Material provided
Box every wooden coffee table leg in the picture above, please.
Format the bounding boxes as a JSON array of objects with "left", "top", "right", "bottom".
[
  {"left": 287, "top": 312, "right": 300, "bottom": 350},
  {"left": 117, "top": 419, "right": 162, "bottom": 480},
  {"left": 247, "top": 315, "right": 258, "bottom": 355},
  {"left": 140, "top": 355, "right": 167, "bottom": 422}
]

Objective
Convert the listing above into a JSON array of strings, one string per line, and leave out any blank lines.

Task solution
[
  "Box every wooden coffee table leg in the picture above, please.",
  "Format the bounding boxes as a JSON array of objects with \"left\", \"top\", \"right\", \"bottom\".",
  "[",
  "  {\"left\": 287, \"top\": 312, \"right\": 300, \"bottom\": 350},",
  "  {\"left\": 117, \"top\": 419, \"right\": 162, \"bottom\": 480},",
  "  {\"left\": 247, \"top\": 315, \"right\": 258, \"bottom\": 355},",
  "  {\"left\": 140, \"top\": 355, \"right\": 167, \"bottom\": 422}",
  "]"
]